*** Opening of EXTRACTED DATA ***

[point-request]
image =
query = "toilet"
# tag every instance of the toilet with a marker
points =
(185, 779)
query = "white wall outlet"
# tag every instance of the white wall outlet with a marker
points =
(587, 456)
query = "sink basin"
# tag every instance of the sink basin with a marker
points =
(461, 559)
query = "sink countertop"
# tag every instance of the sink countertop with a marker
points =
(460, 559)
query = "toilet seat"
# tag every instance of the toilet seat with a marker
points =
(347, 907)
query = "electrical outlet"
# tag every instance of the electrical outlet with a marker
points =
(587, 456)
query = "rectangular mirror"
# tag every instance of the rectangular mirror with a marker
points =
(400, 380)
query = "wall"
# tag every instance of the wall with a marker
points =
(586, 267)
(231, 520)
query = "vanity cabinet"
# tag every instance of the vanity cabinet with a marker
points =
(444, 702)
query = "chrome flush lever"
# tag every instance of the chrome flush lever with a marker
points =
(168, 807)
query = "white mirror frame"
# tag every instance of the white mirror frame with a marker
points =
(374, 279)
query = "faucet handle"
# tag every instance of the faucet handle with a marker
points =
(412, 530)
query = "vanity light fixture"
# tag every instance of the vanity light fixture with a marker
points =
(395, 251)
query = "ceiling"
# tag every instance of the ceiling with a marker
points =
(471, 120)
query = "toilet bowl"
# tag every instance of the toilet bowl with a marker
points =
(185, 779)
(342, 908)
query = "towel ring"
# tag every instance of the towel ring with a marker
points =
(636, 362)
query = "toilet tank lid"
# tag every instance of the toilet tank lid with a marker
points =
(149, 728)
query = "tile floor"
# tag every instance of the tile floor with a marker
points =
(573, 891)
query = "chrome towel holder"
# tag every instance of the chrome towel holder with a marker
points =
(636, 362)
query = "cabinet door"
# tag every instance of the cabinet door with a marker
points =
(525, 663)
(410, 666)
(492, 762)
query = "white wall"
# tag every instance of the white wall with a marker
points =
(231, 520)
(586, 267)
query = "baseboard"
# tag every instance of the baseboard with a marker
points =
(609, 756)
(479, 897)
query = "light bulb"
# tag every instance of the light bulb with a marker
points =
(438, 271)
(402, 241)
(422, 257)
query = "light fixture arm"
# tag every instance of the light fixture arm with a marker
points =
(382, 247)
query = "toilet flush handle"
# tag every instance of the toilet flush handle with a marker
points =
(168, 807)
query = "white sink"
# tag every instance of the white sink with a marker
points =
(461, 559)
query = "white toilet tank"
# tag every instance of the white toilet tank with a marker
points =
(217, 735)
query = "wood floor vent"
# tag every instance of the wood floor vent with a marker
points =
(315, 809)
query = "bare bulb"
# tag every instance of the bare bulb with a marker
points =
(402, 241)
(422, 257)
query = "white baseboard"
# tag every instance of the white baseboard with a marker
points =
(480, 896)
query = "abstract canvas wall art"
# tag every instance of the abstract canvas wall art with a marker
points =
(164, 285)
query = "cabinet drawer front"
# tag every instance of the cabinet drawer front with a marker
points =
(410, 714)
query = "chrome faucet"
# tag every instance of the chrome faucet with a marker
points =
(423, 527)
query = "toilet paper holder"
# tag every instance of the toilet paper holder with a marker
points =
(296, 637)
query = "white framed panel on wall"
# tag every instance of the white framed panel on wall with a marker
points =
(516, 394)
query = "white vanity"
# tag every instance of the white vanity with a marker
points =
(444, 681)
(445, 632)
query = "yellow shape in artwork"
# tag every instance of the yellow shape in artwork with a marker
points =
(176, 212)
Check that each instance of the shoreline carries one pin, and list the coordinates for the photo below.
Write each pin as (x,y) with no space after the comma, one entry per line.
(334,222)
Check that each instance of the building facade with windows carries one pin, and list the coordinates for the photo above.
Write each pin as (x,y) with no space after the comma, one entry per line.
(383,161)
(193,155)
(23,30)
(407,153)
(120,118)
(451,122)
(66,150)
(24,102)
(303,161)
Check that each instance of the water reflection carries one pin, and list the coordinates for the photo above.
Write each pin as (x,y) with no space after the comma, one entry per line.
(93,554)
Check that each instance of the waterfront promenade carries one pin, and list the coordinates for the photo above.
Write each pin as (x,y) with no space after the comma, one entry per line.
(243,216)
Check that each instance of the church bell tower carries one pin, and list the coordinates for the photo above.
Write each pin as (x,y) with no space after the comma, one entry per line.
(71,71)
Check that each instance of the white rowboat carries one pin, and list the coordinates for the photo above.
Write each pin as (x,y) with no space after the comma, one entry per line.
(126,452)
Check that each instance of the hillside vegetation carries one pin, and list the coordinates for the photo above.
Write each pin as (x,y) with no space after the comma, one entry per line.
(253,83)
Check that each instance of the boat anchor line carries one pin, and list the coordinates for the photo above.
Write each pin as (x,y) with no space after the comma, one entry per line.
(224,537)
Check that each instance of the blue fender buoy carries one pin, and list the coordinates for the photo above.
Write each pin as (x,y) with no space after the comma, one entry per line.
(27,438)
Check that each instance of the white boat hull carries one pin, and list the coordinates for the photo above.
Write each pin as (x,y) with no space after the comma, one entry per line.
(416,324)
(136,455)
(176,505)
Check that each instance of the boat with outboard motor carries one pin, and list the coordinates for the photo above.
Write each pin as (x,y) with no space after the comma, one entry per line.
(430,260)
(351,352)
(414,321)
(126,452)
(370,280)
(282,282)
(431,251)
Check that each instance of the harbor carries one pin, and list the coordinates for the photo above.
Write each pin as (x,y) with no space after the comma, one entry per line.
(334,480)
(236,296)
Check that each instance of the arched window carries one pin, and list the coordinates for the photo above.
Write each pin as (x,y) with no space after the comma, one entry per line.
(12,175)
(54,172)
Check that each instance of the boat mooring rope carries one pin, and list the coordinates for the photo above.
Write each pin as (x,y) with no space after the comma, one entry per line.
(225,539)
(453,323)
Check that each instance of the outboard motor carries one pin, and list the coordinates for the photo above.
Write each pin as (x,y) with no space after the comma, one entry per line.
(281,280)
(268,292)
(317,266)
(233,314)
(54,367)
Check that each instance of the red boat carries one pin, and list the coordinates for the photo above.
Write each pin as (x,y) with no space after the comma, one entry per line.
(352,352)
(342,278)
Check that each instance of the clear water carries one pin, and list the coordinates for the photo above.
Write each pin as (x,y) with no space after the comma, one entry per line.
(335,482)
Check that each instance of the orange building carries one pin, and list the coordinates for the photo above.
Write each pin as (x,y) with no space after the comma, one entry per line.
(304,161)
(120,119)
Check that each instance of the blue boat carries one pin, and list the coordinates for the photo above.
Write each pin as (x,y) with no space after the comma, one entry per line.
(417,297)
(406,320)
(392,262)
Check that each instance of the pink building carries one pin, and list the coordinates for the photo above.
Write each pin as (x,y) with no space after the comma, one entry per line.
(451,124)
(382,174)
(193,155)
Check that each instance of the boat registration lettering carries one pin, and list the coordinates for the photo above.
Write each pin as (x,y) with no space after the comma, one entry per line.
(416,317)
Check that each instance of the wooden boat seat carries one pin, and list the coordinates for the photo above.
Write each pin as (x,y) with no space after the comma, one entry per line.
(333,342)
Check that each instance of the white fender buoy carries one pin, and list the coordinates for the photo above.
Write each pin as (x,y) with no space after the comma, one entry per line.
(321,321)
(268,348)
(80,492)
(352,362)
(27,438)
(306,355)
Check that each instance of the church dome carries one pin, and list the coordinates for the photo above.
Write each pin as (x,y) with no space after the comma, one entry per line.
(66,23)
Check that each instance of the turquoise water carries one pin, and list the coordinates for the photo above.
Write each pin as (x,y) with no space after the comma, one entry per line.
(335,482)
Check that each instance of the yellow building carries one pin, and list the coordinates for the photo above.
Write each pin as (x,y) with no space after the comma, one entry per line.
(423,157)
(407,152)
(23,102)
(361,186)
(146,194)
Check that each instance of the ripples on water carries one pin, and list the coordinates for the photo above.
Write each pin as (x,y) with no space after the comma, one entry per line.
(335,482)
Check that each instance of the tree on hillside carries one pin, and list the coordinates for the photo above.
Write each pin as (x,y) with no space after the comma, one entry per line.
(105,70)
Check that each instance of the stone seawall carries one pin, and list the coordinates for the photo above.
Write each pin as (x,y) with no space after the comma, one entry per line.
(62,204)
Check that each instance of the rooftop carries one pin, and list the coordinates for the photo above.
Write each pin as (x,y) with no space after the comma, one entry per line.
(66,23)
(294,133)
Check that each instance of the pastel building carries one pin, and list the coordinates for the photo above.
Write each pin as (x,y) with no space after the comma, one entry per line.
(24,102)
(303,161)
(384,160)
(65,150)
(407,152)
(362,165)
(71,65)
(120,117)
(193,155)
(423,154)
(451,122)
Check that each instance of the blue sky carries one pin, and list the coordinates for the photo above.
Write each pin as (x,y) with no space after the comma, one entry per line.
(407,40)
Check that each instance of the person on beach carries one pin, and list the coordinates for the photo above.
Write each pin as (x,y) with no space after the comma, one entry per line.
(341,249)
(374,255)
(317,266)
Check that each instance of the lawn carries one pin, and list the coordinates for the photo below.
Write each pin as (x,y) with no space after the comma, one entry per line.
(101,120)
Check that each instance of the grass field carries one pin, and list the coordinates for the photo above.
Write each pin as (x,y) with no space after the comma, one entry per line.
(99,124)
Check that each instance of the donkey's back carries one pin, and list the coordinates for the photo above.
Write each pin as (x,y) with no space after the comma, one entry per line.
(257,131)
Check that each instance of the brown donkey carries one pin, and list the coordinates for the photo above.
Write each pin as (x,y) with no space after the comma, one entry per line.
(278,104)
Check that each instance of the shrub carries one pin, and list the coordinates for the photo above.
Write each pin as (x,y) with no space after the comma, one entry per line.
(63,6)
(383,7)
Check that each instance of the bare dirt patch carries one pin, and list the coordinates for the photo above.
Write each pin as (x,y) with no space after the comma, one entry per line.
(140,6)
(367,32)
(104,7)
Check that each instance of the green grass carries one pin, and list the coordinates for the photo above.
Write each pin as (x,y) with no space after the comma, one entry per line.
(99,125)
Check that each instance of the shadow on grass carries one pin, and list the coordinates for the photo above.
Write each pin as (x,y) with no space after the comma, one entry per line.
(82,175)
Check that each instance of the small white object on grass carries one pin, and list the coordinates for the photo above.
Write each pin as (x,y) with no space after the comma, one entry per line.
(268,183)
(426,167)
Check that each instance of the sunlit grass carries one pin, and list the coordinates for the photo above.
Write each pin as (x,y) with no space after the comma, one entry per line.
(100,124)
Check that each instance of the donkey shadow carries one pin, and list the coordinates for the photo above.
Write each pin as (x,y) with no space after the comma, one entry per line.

*** Close of EXTRACTED DATA ***

TO DO —
Write out every line of the preceding listing that contains "bowl".

TASK OUTPUT —
query = "toilet bowl"
# tag every instance of the toilet bowl with a marker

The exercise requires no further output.